> **What to do**:
Reproduce every row below verbatim, line for line.

> **Object location annotation data**:
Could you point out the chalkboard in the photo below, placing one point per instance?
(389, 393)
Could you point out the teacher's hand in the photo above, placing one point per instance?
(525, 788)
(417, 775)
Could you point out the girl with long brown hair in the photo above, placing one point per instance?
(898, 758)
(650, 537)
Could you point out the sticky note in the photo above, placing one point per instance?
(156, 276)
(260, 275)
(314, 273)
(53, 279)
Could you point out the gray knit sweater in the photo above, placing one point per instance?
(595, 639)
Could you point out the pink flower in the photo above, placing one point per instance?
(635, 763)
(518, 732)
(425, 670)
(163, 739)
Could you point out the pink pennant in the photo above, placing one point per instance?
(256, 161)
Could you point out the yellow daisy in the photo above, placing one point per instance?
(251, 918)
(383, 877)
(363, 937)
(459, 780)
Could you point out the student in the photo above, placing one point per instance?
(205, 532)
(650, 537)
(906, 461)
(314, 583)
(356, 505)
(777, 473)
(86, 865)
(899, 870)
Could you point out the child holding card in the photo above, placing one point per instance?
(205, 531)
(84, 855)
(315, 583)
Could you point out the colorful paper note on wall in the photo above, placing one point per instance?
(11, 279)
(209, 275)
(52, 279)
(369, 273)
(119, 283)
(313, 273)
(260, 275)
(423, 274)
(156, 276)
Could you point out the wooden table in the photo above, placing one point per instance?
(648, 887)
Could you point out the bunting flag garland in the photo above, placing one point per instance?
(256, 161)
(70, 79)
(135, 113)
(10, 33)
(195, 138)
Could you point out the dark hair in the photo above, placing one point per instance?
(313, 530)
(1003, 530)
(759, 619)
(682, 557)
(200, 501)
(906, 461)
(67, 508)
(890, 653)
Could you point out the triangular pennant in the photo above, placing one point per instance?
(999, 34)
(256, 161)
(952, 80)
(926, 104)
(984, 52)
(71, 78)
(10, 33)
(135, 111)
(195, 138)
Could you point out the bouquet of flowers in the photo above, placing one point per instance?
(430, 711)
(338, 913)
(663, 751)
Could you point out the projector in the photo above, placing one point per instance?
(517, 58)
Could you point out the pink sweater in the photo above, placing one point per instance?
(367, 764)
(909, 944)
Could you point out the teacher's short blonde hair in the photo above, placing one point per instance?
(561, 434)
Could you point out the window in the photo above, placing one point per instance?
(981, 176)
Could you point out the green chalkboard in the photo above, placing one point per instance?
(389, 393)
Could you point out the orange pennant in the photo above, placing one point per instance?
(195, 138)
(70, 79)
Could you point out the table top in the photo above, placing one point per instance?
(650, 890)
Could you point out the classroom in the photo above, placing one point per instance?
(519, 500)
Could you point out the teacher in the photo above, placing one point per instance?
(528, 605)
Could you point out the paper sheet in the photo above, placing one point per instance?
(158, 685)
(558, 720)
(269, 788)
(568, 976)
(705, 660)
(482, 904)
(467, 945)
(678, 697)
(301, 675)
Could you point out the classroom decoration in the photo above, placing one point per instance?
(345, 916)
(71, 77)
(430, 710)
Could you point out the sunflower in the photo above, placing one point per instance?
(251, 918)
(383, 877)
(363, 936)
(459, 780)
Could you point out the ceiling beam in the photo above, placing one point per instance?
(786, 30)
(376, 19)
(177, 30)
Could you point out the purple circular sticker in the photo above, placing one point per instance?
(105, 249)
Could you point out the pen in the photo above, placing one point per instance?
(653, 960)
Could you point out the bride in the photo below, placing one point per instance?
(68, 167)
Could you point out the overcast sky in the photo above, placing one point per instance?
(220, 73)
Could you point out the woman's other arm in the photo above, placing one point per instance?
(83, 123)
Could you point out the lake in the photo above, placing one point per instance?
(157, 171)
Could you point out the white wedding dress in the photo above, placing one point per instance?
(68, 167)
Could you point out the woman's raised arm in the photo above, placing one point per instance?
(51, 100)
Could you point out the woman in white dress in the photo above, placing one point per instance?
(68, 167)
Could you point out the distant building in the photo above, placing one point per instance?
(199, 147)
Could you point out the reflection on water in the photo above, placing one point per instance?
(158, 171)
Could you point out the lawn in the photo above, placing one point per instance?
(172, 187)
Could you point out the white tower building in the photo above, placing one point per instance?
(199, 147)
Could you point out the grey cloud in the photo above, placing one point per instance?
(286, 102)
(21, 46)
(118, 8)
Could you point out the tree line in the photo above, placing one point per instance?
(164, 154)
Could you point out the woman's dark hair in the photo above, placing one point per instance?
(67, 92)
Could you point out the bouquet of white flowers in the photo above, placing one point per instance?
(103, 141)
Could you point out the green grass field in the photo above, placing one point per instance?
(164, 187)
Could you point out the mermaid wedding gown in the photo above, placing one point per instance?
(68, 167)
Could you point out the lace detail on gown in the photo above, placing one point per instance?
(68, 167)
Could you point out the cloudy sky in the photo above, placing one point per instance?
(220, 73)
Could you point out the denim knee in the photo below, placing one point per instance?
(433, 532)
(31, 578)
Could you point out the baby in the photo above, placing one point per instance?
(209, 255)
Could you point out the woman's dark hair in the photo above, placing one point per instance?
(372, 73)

> **Reply to the task**:
Could you point out the chalkboard in the photo below, placing one point per instance?
(389, 393)
Could you point out the teacher's hand in the photo above, placing one point per instance?
(525, 788)
(417, 775)
Could you point out the girl with long brown hair in the photo above, placing one point per instance?
(898, 758)
(650, 537)
Could you point out the sticky note in the photo above, placing one point per instance?
(156, 276)
(260, 275)
(314, 273)
(53, 279)
Could you point out the gray knit sweater in the photo above, placing one point per instance?
(595, 639)
Could you point out the pink flower in the photo above, placing one point per instance?
(635, 763)
(518, 732)
(425, 670)
(163, 739)
Could you point out the pink pennant in the photo above, placing one point per instance?
(256, 161)
Could you point out the yellow daisy in the photo above, placing one point per instance?
(251, 918)
(383, 877)
(363, 937)
(459, 780)
Could you point out the student in the photo above, placing one point per instance?
(205, 532)
(650, 537)
(906, 461)
(314, 583)
(356, 505)
(777, 473)
(86, 865)
(899, 870)
Could you point out the child holding card in the photo above, placing one point per instance?
(205, 531)
(84, 855)
(315, 583)
Could you point out the colorful paper note on wall in the photo above, placing one point per instance?
(11, 279)
(209, 275)
(52, 279)
(369, 273)
(119, 283)
(313, 273)
(260, 275)
(423, 274)
(156, 276)
Could you point out the wooden table in the photo above, placing one point per instance?
(648, 887)
Could you point out the bunting flag garland in the photo above, placing one point per instance?
(256, 161)
(70, 79)
(135, 113)
(10, 33)
(195, 138)
Could you point out the dark hair in the photo above, placing one point per instance?
(313, 530)
(1003, 530)
(759, 619)
(682, 557)
(200, 501)
(906, 461)
(67, 508)
(890, 653)
Could you point out the triangular pennant in the photo above, placing one point per instance?
(999, 34)
(256, 161)
(952, 80)
(926, 104)
(984, 52)
(71, 78)
(10, 33)
(135, 111)
(195, 138)
Could you point out the bouquet of flowers in the photo above, placing one point per instance?
(430, 711)
(338, 913)
(663, 751)
Could you point out the projector in the photo above, placing one point per instance?
(517, 58)
Could you point out the pink sweater in the photo above, placing one point per instance?
(367, 764)
(909, 944)
Could you point out the teacher's short blonde hair in the photo above, placing one point per instance?
(561, 434)
Could you point out the window in the photo above, placing one point per instance?
(981, 176)
Could you point out the green chalkboard in the photo above, placing one point per instance?
(389, 393)
Could you point out the orange pennant in the photo above, placing one point per instance?
(195, 138)
(70, 79)
Could you point out the table top in the photo above, placing one point per instance?
(650, 890)
Could you point out the classroom in the photo above, placing one point per instance?
(519, 500)
Could you point out the teacher in the photo above, placing one point per instance?
(528, 605)
Could you point out the paper sheet in the photo above, placing one point per instance?
(158, 685)
(558, 720)
(269, 788)
(568, 976)
(705, 660)
(482, 904)
(467, 945)
(678, 697)
(301, 675)
Could you point out the classroom decoration in the photo above, placing one point per instance?
(345, 916)
(71, 77)
(430, 710)
Could you point out the sunflower in the photo above, placing one point per instance?
(251, 918)
(383, 877)
(363, 936)
(459, 780)
Could you point out the ceiling beam in the photo above, placing one point per instance?
(786, 30)
(376, 19)
(177, 30)
Could you point out the purple circular sticker in the photo above, placing one point per instance?
(105, 249)
Could you point out the pen in the photo above, placing one point per instance?
(653, 960)
Could you point out the bride in the photo below, placing one point per instance?
(68, 167)
Could you point out the overcast sky in the photo above, placing one point per instance?
(220, 73)
Could you point out the woman's other arm in the photo above, placing one point per instance?
(83, 123)
Could you point out the lake in the photo above, placing one point per instance?
(157, 171)
Could you point out the white wedding dress in the photo above, placing one point per instance?
(68, 167)
Could you point out the woman's raised arm in the photo above, placing one point per instance?
(51, 100)
Could you point out the woman in white dress in the photo above, placing one point per instance?
(68, 167)
Could you point out the distant building in the photo above, placing one point per instance?
(199, 147)
Could you point out the reflection on water in the photo above, placing one point per instance?
(158, 171)
Could you point out the lawn in the photo above, placing one point per instance?
(172, 187)
Could you point out the white tower building in the photo above, placing one point per instance?
(199, 147)
Could you point out the grey cloud in the photo above, placing one point per instance?
(286, 102)
(21, 46)
(118, 8)
Could you point out the tree line in the photo above, placing one point per instance?
(164, 154)
Could you point out the woman's dark hair in the photo above, placing one point per instance?
(67, 92)
Could you point out the bouquet of white flowers in the photo above, placing one point per instance?
(103, 141)
Could you point out the green grass field in the photo above, placing one point per instance?
(164, 187)
Could you point out the mermaid wedding gown in the photo above, placing one point per instance?
(68, 167)
Could you point out the lace detail on gown in the photo above, placing one point per instance?
(68, 167)
Could you point out the cloudy sky in the photo above, placing one point per instance?
(220, 73)
Could you point out the denim knee in the photo below, placing one point per instance?
(433, 532)
(31, 578)
Could you point out the baby in the photo above, placing one point per instance?
(209, 255)
Could you point out the woman's dark hair in the photo above, placing one point per instance?
(372, 73)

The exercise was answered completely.